------ PROVIDED DATA ------
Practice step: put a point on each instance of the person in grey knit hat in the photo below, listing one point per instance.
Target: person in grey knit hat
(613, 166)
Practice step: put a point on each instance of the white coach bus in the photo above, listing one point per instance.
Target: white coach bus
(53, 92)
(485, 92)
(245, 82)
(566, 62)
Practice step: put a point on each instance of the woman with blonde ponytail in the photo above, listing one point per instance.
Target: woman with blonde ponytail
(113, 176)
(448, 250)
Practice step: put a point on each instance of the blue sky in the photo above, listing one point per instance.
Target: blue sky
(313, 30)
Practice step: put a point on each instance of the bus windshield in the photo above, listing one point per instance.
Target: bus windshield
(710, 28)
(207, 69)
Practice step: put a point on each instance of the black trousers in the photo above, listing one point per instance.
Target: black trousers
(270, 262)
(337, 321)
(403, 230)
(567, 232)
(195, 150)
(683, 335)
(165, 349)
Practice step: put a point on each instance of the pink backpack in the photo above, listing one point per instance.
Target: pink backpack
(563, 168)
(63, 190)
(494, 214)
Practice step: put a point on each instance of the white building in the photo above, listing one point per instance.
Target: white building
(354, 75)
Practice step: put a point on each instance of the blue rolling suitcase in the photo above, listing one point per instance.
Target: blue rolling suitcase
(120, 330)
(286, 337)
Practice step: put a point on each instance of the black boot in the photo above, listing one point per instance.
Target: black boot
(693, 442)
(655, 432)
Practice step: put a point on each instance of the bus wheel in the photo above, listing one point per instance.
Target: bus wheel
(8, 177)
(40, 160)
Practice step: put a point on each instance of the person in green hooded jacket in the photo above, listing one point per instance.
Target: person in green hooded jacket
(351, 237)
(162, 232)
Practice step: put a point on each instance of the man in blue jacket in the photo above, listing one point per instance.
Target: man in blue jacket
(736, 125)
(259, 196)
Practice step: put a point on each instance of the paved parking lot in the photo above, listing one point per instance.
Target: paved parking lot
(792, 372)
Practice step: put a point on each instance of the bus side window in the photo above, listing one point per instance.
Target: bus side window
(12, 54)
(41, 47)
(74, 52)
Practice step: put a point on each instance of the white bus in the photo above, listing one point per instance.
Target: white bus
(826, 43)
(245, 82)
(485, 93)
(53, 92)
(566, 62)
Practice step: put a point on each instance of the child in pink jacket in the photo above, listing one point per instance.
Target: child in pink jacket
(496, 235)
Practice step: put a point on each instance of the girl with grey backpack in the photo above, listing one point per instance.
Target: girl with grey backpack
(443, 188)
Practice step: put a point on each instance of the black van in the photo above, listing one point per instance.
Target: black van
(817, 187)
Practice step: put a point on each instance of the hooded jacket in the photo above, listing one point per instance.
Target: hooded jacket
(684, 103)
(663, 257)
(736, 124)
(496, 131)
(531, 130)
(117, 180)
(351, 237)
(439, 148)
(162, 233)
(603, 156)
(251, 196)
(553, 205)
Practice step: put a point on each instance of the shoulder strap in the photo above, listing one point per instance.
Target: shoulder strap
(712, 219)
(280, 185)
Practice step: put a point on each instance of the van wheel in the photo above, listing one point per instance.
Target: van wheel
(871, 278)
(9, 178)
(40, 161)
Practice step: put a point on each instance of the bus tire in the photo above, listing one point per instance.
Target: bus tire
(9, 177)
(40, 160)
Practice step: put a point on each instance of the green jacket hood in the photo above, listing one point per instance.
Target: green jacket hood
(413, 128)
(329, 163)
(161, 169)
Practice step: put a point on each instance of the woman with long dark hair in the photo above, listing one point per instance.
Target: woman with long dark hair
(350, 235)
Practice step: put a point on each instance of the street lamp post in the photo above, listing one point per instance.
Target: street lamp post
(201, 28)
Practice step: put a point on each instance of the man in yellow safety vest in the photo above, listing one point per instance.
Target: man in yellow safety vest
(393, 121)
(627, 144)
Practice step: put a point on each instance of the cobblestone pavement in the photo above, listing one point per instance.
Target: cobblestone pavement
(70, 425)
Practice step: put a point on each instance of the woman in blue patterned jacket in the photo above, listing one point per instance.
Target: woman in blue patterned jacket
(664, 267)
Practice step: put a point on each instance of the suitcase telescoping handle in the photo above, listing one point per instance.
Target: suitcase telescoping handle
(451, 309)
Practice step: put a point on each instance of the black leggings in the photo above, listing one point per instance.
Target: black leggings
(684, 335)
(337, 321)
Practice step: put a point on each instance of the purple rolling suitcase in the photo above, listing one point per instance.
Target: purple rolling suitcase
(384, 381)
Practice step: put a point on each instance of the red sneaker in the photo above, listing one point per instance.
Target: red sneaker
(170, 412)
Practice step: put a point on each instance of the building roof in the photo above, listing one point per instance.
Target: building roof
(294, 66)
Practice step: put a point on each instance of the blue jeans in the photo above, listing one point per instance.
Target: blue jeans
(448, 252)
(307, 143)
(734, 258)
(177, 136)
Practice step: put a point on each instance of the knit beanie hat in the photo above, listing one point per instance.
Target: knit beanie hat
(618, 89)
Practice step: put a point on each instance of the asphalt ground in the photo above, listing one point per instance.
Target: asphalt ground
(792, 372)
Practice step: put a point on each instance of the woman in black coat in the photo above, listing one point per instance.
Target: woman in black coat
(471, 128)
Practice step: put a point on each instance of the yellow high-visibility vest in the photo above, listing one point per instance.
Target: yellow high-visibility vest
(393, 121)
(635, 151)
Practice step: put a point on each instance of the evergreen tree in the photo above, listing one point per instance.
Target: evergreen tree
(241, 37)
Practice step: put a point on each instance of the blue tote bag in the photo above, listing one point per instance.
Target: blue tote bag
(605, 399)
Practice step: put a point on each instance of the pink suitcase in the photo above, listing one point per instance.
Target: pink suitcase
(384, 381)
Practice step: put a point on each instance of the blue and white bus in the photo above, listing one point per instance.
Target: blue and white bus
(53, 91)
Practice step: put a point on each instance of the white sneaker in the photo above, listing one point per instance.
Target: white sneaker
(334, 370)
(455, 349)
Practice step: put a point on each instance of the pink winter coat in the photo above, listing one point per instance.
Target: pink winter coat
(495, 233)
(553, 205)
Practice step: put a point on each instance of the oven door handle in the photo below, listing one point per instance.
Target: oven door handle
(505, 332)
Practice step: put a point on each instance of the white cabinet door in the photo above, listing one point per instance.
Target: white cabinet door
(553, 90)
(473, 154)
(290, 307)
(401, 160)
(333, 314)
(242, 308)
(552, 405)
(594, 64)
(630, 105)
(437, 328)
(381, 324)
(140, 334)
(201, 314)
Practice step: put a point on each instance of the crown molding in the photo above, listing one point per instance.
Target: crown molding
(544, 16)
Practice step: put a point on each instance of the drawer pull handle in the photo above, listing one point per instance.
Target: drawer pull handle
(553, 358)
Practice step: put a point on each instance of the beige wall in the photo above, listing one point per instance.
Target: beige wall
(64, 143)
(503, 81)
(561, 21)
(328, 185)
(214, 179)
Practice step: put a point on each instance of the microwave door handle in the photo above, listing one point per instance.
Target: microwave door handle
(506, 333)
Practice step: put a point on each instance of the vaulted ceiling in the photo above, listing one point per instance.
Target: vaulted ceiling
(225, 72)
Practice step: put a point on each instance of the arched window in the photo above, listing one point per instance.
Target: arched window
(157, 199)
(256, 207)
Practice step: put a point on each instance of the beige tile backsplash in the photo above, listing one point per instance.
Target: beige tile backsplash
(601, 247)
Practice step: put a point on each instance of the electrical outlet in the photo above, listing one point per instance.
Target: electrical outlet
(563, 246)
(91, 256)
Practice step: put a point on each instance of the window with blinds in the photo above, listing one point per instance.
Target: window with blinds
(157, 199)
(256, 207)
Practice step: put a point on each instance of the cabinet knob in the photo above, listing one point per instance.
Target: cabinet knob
------
_DESCRIPTION OF THE TASK_
Rewrite the lines as a numbered list, starting at the line that contains "Practice step: put a point on each instance of the drawer" and continuing through the end of the records. Leave out blank lines.

_SOLUTION FOR THIS EXERCISE_
1. Practice step: put a point on each instance of the drawer pull handle in the photo above, listing one point per instance.
2. Target: drawer pull handle
3. (553, 358)
4. Practice step: put a point on each instance of the beige wall in the photo above, listing one point per instance.
5. Target: beige wall
6. (64, 143)
7. (503, 81)
8. (561, 21)
9. (328, 185)
10. (214, 179)
11. Practice step: put a point on each instance of the microwave door handle in the photo above, listing one point per instance.
12. Target: microwave door handle
13. (506, 333)
14. Practice step: put a point on each instance of the vaulted ceiling in the photo above, listing one point per instance.
15. Target: vaulted ceiling
16. (225, 72)
17. Practice step: put a point on each instance of the arched window in the photo above, listing one point per instance.
18. Target: arched window
19. (157, 199)
20. (256, 207)
21. Practice step: put a point on each instance of the beige tile backsplash in the photo above, listing one point per instance.
22. Target: beige tile backsplash
23. (601, 247)
24. Practice step: put a point on each instance of the electrical outlet in the photo above, listing one point per instance.
25. Target: electrical outlet
26. (563, 246)
27. (91, 256)
28. Practice step: put a point on each instance of the window with blinds in the photo above, listing one point per instance.
29. Target: window with blinds
30. (157, 199)
31. (256, 207)
32. Practice step: put a point on each instance of the cabinet knob in the photo above, listing one point per instance.
33. Target: cabinet knob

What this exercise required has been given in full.